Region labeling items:
•••
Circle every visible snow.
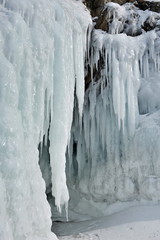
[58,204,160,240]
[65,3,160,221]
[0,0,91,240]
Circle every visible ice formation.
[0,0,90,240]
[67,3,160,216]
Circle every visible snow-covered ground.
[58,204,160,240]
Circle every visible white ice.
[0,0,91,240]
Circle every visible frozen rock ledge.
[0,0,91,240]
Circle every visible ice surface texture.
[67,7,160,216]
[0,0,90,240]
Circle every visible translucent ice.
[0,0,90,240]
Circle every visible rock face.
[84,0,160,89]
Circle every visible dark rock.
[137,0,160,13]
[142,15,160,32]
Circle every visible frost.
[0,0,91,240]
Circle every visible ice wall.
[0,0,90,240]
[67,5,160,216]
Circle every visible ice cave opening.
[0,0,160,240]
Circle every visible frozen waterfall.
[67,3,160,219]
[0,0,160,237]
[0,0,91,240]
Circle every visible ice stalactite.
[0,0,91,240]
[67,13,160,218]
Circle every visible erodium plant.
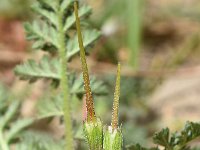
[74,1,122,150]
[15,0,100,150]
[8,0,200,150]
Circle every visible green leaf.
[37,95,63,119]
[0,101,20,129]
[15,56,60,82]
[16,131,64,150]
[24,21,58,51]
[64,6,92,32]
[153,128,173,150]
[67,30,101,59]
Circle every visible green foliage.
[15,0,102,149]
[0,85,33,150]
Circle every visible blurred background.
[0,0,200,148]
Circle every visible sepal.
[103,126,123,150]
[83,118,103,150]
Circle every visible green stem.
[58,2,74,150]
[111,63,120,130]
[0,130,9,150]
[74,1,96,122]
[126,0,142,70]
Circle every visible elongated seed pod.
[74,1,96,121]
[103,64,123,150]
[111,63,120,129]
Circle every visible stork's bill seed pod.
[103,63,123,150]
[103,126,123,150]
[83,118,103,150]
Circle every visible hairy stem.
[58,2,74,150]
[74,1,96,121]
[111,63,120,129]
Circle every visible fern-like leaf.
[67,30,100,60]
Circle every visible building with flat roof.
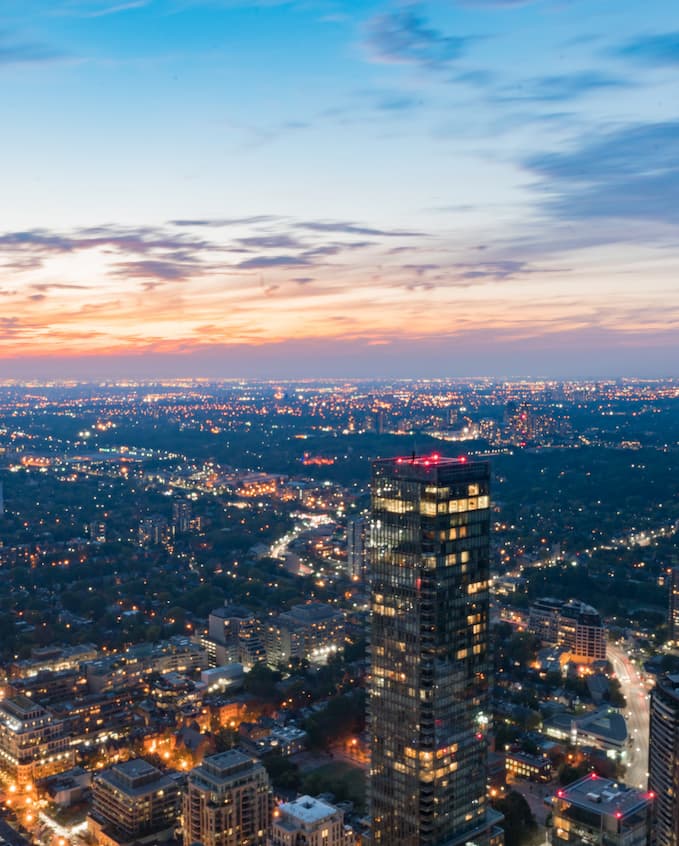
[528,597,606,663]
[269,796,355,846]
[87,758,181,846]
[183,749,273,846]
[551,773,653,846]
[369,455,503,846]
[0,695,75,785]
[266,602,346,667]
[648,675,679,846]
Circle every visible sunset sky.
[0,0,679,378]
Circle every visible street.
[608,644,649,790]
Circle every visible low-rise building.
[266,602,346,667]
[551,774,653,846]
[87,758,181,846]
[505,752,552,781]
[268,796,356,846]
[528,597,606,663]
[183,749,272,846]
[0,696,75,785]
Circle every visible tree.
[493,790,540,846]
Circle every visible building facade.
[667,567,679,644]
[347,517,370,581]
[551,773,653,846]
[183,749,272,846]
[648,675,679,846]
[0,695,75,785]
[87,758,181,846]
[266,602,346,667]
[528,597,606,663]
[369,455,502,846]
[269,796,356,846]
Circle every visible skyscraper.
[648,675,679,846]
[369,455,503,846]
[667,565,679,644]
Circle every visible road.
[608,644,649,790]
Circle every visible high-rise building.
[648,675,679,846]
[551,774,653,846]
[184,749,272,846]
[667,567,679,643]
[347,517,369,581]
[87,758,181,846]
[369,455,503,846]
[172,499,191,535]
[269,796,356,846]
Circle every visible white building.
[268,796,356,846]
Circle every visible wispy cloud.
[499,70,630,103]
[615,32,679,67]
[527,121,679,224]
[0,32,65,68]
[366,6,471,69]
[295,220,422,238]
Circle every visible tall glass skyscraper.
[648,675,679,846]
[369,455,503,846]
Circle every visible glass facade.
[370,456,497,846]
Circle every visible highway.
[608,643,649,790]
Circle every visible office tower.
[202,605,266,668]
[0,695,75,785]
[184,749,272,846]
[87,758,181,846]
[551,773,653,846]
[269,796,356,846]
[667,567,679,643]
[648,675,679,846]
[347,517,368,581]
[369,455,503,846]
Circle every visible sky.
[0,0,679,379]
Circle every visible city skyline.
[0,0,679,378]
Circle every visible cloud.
•••
AIM OF THE EXERCISE - Rewrite the lines of all the items above as a numbered list, skipping blank lines. Leave the picture lines out of your answer.

REPLY -
1. Circle every visible snow.
2. [58,204,160,240]
3. [65,3,160,221]
4. [0,0,91,240]
5. Circle every visible ice formation.
6. [0,0,90,240]
7. [67,3,160,216]
8. Circle every visible snow-covered ground.
9. [58,204,160,240]
10. Circle every visible white ice.
11. [0,0,91,240]
12. Circle every visible frozen rock ledge.
13. [0,0,91,240]
14. Circle every visible ice surface texture.
15. [67,7,160,216]
16. [0,0,90,240]
17. Circle every visible translucent ice.
18. [0,0,90,240]
19. Circle every visible rock face.
20. [84,0,160,89]
21. Circle every visible dark rock.
22. [137,0,160,13]
23. [142,15,160,32]
24. Circle every visible frost.
25. [0,0,91,240]
26. Circle every visible ice wall.
27. [0,0,90,240]
28. [67,5,160,216]
29. Circle every visible ice cave opening.
30. [0,0,160,240]
31. Circle every visible frozen waterfall.
32. [67,3,160,219]
33. [0,0,160,237]
34. [0,0,91,240]
35. Circle every visible ice stalactite.
36. [0,0,91,240]
37. [67,13,160,218]
38. Circle every visible erodium plant.
39. [74,1,122,150]
40. [15,0,100,150]
41. [8,0,200,150]
42. Circle every visible green leaf.
43. [37,95,63,119]
44. [0,101,20,129]
45. [15,56,60,82]
46. [16,131,64,150]
47. [24,21,58,51]
48. [64,6,92,32]
49. [153,128,173,150]
50. [67,30,101,59]
51. Circle every visible green foliage.
52. [15,0,102,149]
53. [0,85,33,150]
54. Circle every visible blurred background.
55. [0,0,200,148]
56. Circle every visible sepal.
57. [103,126,123,150]
58. [83,118,103,150]
59. Circle every visible green stem.
60. [58,2,74,150]
61. [111,63,120,130]
62. [0,130,9,150]
63. [74,1,96,122]
64. [126,0,142,70]
65. Circle every visible elongated seed pod.
66. [74,1,96,121]
67. [103,64,123,150]
68. [111,63,120,129]
69. Circle every visible stork's bill seed pod.
70. [103,63,123,150]
71. [103,126,123,150]
72. [83,118,103,150]
73. Circle every visible hairy stem.
74. [58,2,74,150]
75. [74,1,96,121]
76. [111,63,120,129]
77. Circle every visible fern-like leaf.
78. [67,30,100,60]
79. Circle every visible building with flat roof.
80. [528,597,606,663]
81. [269,796,355,846]
82. [87,758,181,846]
83. [183,749,273,846]
84. [551,773,653,846]
85. [369,455,503,846]
86. [0,695,75,785]
87. [266,602,346,667]
88. [648,675,679,846]
89. Circle every visible sunset sky.
90. [0,0,679,378]
91. Circle every visible street.
92. [608,644,649,790]
93. Circle every visible low-rise building.
94. [266,602,346,667]
95. [551,774,653,846]
96. [87,758,181,846]
97. [505,752,552,781]
98. [268,796,356,846]
99. [528,597,606,663]
100. [183,749,272,846]
101. [0,696,75,785]
102. Circle every visible tree.
103. [493,790,540,846]
104. Circle every visible building facade.
105. [667,567,679,644]
106. [347,517,370,581]
107. [551,773,653,846]
108. [183,749,272,846]
109. [648,675,679,846]
110. [0,695,75,785]
111. [87,758,181,846]
112. [266,602,346,667]
113. [528,597,606,663]
114. [369,455,502,846]
115. [269,796,356,846]
116. Circle every visible skyscraper.
117. [648,675,679,846]
118. [369,455,503,846]
119. [667,565,679,644]
120. Circle every visible road.
121. [608,644,649,790]
122. Circle every visible high-rise building.
123. [648,675,679,846]
124. [551,774,653,846]
125. [184,749,272,846]
126. [667,567,679,643]
127. [347,517,369,581]
128. [87,758,181,846]
129. [369,455,503,846]
130. [172,499,191,535]
131. [269,796,356,846]
132. Circle every visible white building.
133. [268,796,356,846]
134. Circle every visible wispy cloud.
135. [499,70,630,103]
136. [615,32,679,67]
137. [527,121,679,224]
138. [0,32,65,68]
139. [366,6,471,69]
140. [295,220,422,238]
141. Circle every visible tall glass skyscraper.
142. [648,675,679,846]
143. [369,455,503,846]
144. Circle every visible glass facade.
145. [370,456,497,846]
146. Circle every visible highway.
147. [608,643,649,790]
148. Circle every visible office tower.
149. [202,605,266,668]
150. [0,695,75,785]
151. [184,749,272,846]
152. [87,758,181,846]
153. [551,773,653,846]
154. [269,796,356,846]
155. [667,567,679,643]
156. [648,675,679,846]
157. [347,517,368,581]
158. [369,455,503,846]
159. Circle every visible sky.
160. [0,0,679,379]
161. Circle every visible city skyline.
162. [0,0,679,378]
163. Circle every visible cloud.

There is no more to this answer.